** begin **

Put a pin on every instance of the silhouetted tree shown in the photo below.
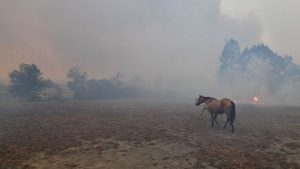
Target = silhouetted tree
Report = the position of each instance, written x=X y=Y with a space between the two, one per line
x=26 y=82
x=78 y=82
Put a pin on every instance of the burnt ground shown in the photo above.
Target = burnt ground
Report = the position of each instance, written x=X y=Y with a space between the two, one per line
x=131 y=134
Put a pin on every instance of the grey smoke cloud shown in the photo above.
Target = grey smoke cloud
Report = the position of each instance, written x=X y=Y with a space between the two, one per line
x=178 y=40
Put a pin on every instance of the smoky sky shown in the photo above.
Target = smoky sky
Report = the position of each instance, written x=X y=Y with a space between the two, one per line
x=173 y=38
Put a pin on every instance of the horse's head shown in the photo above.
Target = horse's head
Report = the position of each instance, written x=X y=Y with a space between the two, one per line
x=200 y=99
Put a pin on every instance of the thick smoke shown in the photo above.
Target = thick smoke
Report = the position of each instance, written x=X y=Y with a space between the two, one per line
x=258 y=71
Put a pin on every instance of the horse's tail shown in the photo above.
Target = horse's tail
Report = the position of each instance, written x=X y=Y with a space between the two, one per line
x=232 y=112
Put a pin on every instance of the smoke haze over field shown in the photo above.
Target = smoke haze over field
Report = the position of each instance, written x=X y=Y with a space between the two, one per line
x=175 y=43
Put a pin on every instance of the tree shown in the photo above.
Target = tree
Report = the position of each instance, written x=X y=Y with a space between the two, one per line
x=26 y=83
x=78 y=82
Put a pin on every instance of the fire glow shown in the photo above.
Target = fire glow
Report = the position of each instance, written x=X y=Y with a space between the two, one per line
x=255 y=99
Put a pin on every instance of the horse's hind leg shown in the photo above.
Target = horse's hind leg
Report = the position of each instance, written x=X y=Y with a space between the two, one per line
x=215 y=119
x=232 y=126
x=227 y=121
x=212 y=119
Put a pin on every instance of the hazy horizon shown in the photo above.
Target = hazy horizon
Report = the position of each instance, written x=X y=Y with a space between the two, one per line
x=181 y=41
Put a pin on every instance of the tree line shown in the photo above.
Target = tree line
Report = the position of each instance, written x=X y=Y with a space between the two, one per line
x=27 y=83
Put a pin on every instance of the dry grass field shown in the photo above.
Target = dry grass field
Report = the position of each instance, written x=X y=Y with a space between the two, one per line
x=145 y=135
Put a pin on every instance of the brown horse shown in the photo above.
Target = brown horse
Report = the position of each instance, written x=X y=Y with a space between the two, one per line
x=215 y=107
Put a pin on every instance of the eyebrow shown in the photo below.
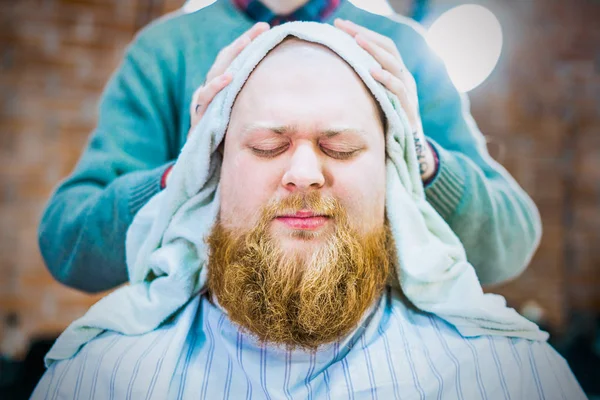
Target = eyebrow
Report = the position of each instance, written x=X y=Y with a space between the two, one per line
x=290 y=129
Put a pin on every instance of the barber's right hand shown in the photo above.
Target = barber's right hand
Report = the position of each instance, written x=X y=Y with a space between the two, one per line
x=217 y=78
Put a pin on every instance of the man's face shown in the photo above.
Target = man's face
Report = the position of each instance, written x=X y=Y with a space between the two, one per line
x=304 y=122
x=300 y=250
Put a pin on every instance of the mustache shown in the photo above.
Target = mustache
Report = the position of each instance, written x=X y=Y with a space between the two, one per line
x=313 y=203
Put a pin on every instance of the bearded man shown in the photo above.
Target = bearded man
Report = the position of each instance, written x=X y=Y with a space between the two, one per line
x=300 y=300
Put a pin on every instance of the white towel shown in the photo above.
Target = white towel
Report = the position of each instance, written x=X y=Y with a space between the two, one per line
x=166 y=252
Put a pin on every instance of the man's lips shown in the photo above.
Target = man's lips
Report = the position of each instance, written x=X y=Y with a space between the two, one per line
x=305 y=220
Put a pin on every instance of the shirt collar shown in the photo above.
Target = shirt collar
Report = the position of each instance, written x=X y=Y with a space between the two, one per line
x=313 y=10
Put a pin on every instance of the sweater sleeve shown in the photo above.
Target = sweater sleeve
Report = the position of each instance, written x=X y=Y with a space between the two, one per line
x=83 y=228
x=497 y=222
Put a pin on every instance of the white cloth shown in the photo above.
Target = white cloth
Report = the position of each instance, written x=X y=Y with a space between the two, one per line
x=166 y=252
x=396 y=353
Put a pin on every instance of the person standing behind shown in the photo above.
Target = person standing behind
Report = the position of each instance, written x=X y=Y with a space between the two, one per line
x=145 y=116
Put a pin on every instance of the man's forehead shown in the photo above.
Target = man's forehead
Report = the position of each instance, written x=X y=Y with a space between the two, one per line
x=293 y=50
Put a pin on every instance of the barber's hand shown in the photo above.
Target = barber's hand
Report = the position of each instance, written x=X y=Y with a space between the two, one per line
x=394 y=75
x=217 y=78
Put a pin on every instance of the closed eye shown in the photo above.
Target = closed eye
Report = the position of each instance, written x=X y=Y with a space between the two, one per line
x=269 y=153
x=340 y=155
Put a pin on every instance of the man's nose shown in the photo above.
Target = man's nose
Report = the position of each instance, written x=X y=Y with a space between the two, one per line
x=305 y=170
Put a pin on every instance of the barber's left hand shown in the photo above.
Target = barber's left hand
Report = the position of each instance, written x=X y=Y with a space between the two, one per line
x=394 y=75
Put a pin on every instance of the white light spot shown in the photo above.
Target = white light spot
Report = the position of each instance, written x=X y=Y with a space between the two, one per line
x=469 y=40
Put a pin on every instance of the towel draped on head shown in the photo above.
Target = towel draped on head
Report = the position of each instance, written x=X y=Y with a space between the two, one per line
x=166 y=252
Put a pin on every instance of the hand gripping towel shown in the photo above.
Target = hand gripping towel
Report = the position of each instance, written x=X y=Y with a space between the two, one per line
x=166 y=253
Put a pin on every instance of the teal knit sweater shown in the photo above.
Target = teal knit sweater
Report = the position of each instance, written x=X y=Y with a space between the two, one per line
x=144 y=120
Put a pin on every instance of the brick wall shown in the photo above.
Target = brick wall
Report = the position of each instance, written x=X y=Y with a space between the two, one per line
x=539 y=109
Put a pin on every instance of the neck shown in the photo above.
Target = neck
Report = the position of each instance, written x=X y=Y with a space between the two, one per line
x=283 y=7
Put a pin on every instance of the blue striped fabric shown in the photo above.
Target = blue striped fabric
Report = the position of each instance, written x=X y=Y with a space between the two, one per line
x=396 y=353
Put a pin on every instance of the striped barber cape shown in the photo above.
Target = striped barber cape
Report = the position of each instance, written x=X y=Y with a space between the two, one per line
x=396 y=353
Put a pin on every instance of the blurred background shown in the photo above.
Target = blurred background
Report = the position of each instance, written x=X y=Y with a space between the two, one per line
x=532 y=75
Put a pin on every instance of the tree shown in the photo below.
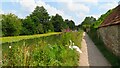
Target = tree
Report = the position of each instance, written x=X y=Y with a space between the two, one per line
x=70 y=24
x=40 y=15
x=11 y=25
x=57 y=22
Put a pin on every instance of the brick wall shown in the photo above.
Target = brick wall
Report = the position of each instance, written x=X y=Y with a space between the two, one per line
x=111 y=38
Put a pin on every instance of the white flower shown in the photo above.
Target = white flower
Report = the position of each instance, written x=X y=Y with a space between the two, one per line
x=9 y=46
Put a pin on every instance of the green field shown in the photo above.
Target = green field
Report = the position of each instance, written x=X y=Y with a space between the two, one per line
x=42 y=50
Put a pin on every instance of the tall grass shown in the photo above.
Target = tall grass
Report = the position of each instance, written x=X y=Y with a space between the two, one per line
x=44 y=51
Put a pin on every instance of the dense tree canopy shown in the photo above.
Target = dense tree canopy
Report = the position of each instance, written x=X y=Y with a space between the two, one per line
x=11 y=25
x=37 y=22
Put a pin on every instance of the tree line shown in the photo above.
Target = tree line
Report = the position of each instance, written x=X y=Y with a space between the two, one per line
x=92 y=23
x=38 y=22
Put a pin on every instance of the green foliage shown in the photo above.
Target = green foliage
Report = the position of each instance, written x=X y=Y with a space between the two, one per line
x=11 y=25
x=57 y=22
x=28 y=26
x=114 y=60
x=43 y=51
x=37 y=22
x=101 y=19
x=70 y=24
x=88 y=21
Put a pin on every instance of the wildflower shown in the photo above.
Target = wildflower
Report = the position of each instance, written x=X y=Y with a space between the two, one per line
x=9 y=46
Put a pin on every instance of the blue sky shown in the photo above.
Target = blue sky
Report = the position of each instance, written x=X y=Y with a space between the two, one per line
x=75 y=10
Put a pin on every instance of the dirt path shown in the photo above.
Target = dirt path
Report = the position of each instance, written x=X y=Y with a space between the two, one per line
x=90 y=55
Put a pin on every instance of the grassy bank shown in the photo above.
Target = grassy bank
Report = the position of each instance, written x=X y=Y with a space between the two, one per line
x=114 y=60
x=43 y=51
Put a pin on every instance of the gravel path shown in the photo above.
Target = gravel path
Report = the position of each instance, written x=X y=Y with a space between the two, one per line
x=90 y=55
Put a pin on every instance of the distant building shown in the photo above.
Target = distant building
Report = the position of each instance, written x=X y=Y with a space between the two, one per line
x=109 y=30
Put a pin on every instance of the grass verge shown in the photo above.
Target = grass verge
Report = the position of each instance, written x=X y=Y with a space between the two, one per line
x=50 y=50
x=114 y=60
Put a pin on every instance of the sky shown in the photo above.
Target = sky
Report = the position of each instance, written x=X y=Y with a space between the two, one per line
x=75 y=10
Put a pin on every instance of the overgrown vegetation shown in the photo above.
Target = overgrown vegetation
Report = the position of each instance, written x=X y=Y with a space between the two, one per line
x=44 y=51
x=114 y=60
x=38 y=22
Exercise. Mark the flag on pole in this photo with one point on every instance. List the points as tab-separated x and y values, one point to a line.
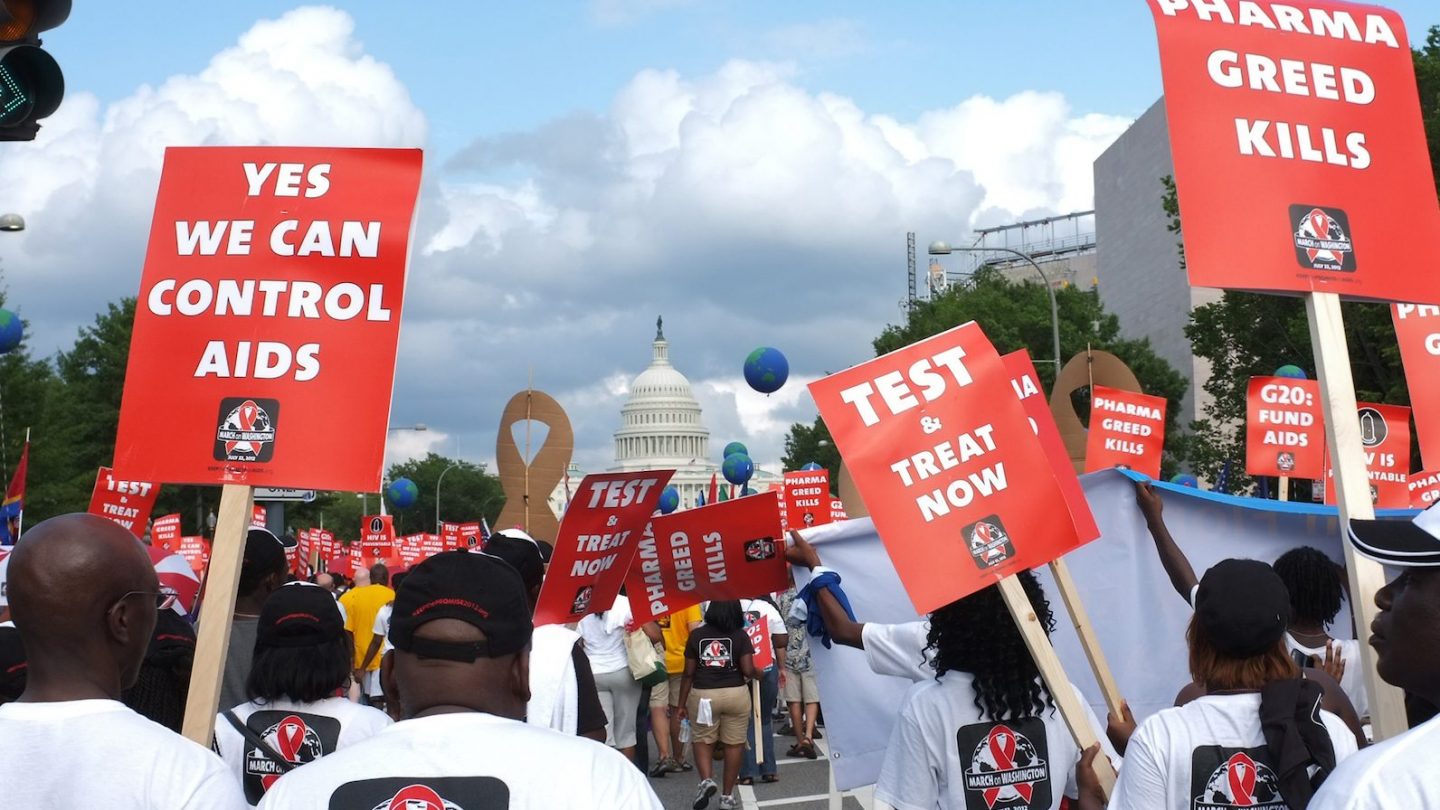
13	505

** end **

> Stated goal: Recast the stretch from the start of the items through the line that contains "x=131 y=134" as a two-column CSV with the headers request and answer. Give one row for each item, put each field in quotes with line breaks turned into spaces, and leave the pictures out.

> Finished answer:
request,answer
"Put a pin on every instance of the silhouetted tree shown in the photo below. Target = silhouetted tree Report = the position of each instance, written x=X y=Y with a space between the two, one per line","x=26 y=82 x=78 y=82"
"Put a pin on every instance of the burnt ground shown in the photo above. Target = burnt ground Report = the position of each instance, written x=X y=Y with a space between the two, one per line","x=131 y=134"